LAVORO RICHIESTO>
Individua ogni riga delle voci che contiene la parola "Target" e ricopiala per intero.
━━━━━ VOCI DEL DATASET
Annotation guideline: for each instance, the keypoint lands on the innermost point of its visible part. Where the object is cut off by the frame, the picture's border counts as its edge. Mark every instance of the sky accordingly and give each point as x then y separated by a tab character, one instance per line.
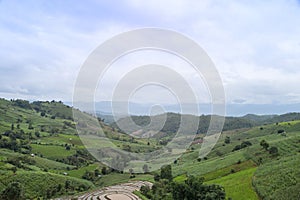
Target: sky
255	46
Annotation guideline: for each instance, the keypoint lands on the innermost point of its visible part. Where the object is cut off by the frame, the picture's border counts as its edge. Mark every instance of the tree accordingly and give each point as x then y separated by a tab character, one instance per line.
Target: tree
273	150
264	144
104	171
12	192
145	168
166	172
227	140
145	190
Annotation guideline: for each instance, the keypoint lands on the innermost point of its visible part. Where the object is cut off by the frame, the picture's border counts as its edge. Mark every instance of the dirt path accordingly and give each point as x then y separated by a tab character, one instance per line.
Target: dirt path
117	192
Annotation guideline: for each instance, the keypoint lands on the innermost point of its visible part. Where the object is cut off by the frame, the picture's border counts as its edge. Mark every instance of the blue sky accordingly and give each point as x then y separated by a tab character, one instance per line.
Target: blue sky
255	45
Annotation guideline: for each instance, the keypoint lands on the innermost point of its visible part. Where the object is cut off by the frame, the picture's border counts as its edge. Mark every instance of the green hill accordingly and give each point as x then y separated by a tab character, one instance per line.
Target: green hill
42	154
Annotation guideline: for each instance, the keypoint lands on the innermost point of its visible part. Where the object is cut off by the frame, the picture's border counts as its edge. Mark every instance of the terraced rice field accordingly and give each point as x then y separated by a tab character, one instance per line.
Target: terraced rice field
117	192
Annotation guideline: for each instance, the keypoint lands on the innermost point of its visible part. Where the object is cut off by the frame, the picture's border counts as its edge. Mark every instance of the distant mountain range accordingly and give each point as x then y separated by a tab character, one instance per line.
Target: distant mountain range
120	108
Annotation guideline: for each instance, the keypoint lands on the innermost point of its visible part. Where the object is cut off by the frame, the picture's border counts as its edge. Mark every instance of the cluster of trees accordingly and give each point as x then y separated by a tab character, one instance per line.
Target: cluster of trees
272	150
191	189
244	144
80	158
15	140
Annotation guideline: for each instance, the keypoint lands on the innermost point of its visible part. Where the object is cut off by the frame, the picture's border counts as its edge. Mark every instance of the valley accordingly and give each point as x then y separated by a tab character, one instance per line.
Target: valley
42	156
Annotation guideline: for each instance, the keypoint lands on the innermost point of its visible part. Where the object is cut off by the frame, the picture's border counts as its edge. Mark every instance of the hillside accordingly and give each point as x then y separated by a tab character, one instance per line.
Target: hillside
39	141
173	120
42	155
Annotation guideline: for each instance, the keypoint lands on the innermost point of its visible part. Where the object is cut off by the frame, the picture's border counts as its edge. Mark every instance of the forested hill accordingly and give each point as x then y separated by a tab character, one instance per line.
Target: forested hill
173	122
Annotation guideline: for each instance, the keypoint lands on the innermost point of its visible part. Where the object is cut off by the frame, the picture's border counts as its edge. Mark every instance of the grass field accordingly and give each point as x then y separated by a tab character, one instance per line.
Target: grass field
238	185
52	151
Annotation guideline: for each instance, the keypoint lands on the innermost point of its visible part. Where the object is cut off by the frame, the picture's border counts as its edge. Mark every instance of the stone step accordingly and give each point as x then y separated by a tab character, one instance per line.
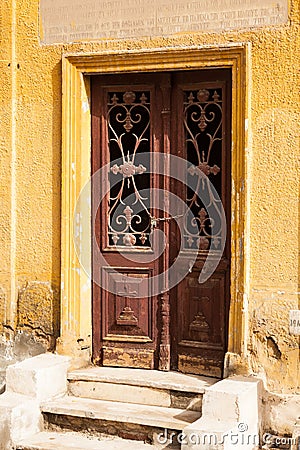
━━━━━━━━━━
SOLUZIONE SCRITTA>
Target: sky
Target: tree
Target: dirt path
Target: blue sky
Target: green hill
Target: terraced rice field
Target: distant mountain range
Target: cluster of trees
Target: valley
Target: hillside
Target: forested hill
Target: grass field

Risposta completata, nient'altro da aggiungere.